'''

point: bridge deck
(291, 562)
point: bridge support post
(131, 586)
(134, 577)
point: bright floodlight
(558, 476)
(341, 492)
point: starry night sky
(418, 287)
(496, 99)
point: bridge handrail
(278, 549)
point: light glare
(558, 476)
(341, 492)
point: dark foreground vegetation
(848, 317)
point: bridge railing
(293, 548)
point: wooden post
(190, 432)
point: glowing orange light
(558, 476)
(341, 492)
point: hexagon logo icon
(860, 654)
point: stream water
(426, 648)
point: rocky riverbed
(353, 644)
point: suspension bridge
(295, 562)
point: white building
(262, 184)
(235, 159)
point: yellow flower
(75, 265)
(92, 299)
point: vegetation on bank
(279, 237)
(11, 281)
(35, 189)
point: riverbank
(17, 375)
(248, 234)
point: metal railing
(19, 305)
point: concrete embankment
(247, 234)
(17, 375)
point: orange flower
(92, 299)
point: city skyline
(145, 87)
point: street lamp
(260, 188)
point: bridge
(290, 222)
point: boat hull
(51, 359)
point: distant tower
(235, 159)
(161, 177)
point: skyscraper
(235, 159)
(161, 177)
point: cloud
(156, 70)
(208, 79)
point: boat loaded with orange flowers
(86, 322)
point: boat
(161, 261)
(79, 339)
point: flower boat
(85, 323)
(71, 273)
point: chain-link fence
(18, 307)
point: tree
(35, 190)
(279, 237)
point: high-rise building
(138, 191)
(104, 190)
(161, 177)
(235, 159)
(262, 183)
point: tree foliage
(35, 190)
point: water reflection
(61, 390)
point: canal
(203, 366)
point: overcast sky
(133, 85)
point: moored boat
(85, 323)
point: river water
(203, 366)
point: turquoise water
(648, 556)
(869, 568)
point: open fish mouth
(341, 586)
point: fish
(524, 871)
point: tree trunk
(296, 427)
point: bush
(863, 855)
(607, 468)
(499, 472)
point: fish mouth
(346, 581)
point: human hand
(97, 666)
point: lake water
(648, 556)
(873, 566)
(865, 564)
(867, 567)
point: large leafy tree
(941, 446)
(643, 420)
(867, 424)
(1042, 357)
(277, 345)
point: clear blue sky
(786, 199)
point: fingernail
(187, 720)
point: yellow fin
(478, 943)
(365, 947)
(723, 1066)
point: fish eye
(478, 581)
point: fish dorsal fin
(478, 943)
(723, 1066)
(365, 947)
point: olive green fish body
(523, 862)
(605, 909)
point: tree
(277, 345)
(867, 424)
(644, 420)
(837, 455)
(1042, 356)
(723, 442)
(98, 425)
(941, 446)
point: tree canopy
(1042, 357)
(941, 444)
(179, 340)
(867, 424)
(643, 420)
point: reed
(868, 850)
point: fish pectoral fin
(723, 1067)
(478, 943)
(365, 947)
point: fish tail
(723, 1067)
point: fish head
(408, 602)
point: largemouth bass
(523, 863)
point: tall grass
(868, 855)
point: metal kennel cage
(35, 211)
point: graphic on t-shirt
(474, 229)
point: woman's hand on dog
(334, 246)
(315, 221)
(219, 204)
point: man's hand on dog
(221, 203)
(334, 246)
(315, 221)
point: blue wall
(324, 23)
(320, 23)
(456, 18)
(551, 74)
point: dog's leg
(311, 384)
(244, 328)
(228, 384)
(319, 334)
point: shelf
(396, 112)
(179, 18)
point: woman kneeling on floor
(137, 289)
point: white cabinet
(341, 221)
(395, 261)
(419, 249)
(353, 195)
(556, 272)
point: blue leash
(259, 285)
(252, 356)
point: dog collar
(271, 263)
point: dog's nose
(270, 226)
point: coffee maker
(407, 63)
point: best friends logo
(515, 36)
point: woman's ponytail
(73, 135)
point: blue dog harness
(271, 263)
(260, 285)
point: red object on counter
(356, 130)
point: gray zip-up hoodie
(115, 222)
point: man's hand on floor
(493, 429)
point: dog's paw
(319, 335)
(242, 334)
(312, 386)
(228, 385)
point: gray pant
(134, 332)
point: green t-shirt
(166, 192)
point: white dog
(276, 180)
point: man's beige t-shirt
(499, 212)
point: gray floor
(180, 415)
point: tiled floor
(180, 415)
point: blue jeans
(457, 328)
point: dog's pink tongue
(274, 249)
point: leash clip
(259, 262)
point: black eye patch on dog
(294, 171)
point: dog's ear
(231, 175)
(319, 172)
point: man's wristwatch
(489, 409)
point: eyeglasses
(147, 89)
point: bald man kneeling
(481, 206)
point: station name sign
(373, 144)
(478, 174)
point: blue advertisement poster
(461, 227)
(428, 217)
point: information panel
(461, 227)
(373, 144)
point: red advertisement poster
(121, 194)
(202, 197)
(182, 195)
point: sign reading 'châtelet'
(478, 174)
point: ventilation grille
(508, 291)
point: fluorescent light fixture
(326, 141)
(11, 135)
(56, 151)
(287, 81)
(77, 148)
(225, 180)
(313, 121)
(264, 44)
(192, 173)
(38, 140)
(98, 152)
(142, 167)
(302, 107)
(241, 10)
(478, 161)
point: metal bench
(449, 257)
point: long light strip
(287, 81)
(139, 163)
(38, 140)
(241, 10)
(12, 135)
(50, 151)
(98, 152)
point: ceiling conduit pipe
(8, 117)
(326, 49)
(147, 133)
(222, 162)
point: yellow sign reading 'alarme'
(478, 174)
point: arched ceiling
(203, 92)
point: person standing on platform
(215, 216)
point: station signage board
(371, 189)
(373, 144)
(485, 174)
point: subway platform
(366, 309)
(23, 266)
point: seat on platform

'''

All records above must be printed again, exactly.

point: bridge deck
(291, 562)
point: bridge support post
(131, 586)
(134, 577)
point: bright floodlight
(558, 476)
(341, 492)
point: starry night sky
(418, 287)
(496, 99)
point: bridge handrail
(278, 549)
point: light glare
(558, 476)
(341, 492)
point: dark foreground vegetation
(848, 317)
point: bridge railing
(293, 548)
point: wooden post
(190, 432)
point: glowing orange light
(558, 476)
(341, 492)
point: hexagon logo icon
(860, 654)
point: stream water
(426, 648)
point: rocky riverbed
(353, 644)
point: suspension bridge
(295, 562)
point: white building
(262, 184)
(235, 159)
point: yellow flower
(75, 265)
(92, 299)
point: vegetation on bank
(279, 237)
(11, 281)
(35, 189)
point: riverbank
(17, 375)
(248, 234)
point: metal railing
(19, 305)
point: concrete embankment
(247, 234)
(17, 375)
point: orange flower
(92, 299)
point: city skyline
(145, 87)
point: street lamp
(260, 188)
point: bridge
(290, 222)
point: boat hull
(51, 359)
point: distant tower
(235, 159)
(161, 177)
point: skyscraper
(235, 159)
(161, 177)
point: cloud
(156, 70)
(208, 79)
point: boat loaded with orange flowers
(86, 322)
point: boat
(161, 261)
(79, 339)
point: flower boat
(85, 323)
(71, 273)
point: chain-link fence
(18, 307)
point: tree
(35, 190)
(279, 237)
point: high-rise building
(138, 191)
(104, 190)
(161, 177)
(235, 159)
(262, 183)
point: tree foliage
(35, 190)
point: water reflection
(61, 390)
point: canal
(203, 366)
point: overcast sky
(133, 85)
point: moored boat
(85, 323)
point: river water
(203, 366)
point: turquoise water
(648, 556)
(869, 568)
point: open fish mouth
(341, 586)
point: fish
(524, 871)
point: tree trunk
(296, 427)
point: bush
(863, 855)
(607, 468)
(499, 472)
point: fish mouth
(346, 581)
point: human hand
(97, 666)
point: lake water
(648, 556)
(873, 566)
(865, 564)
(867, 567)
point: large leafy tree
(941, 446)
(643, 420)
(867, 424)
(1042, 357)
(277, 345)
point: clear blue sky
(786, 199)
point: fingernail
(187, 720)
point: yellow fin
(478, 943)
(365, 947)
(723, 1066)
point: fish eye
(478, 581)
point: fish dorsal fin
(478, 943)
(723, 1066)
(365, 947)
point: olive green fish body
(523, 862)
(605, 909)
point: tree
(277, 345)
(867, 424)
(644, 420)
(837, 455)
(1042, 356)
(723, 442)
(98, 425)
(941, 446)
point: tree canopy
(1042, 357)
(941, 444)
(179, 340)
(867, 424)
(643, 420)
point: reed
(868, 850)
point: fish pectoral fin
(723, 1067)
(478, 943)
(365, 947)
point: fish tail
(723, 1067)
point: fish head
(408, 602)
point: largemouth bass
(523, 863)
point: tall grass
(868, 855)
point: metal kennel cage
(35, 211)
point: graphic on t-shirt
(474, 229)
point: woman's hand on dog
(334, 246)
(315, 221)
(219, 204)
point: man's hand on dog
(221, 203)
(334, 246)
(315, 221)
point: blue wall
(324, 23)
(320, 23)
(456, 18)
(551, 74)
point: dog's leg
(311, 384)
(244, 328)
(228, 384)
(319, 334)
point: shelf
(396, 112)
(179, 18)
point: woman kneeling on floor
(137, 289)
point: white cabinet
(341, 221)
(395, 261)
(419, 249)
(353, 195)
(556, 272)
point: blue leash
(259, 285)
(252, 356)
point: dog collar
(271, 263)
point: dog's nose
(270, 226)
point: coffee maker
(407, 63)
point: best friends logo
(515, 36)
point: woman's ponytail
(73, 135)
point: blue dog harness
(271, 263)
(260, 285)
point: red object on counter
(356, 130)
point: gray zip-up hoodie
(115, 222)
point: man's hand on floor
(493, 429)
point: dog's paw
(319, 335)
(242, 334)
(312, 386)
(228, 385)
point: gray pant
(134, 332)
point: green t-shirt
(166, 192)
point: white dog
(276, 180)
point: man's beige t-shirt
(499, 212)
point: gray floor
(180, 415)
point: tiled floor
(180, 415)
point: blue jeans
(457, 328)
point: dog's pink tongue
(274, 249)
point: leash clip
(259, 262)
point: black eye patch on dog
(294, 171)
point: dog's ear
(231, 175)
(319, 172)
point: man's wristwatch
(489, 409)
point: eyeglasses
(147, 89)
point: bald man kneeling
(481, 206)
point: station name sign
(373, 144)
(478, 174)
point: blue advertisement poster
(461, 227)
(428, 217)
point: information panel
(461, 227)
(373, 144)
point: red advertisement poster
(121, 194)
(202, 197)
(182, 195)
point: sign reading 'châtelet'
(478, 174)
point: ventilation grille
(508, 291)
point: fluorescent light fixture
(326, 141)
(11, 135)
(56, 151)
(287, 81)
(77, 148)
(225, 180)
(313, 121)
(264, 44)
(192, 173)
(38, 140)
(98, 152)
(142, 167)
(302, 107)
(241, 10)
(478, 161)
point: metal bench
(449, 257)
point: long light strip
(287, 81)
(139, 163)
(38, 140)
(241, 10)
(12, 135)
(50, 151)
(98, 152)
point: ceiling conduit pipe
(8, 117)
(326, 49)
(147, 133)
(222, 162)
point: yellow sign reading 'alarme'
(478, 174)
point: arched ceiling
(203, 92)
point: person standing on platform
(215, 216)
point: station signage board
(371, 189)
(373, 144)
(485, 174)
point: subway platform
(366, 309)
(23, 266)
point: seat on platform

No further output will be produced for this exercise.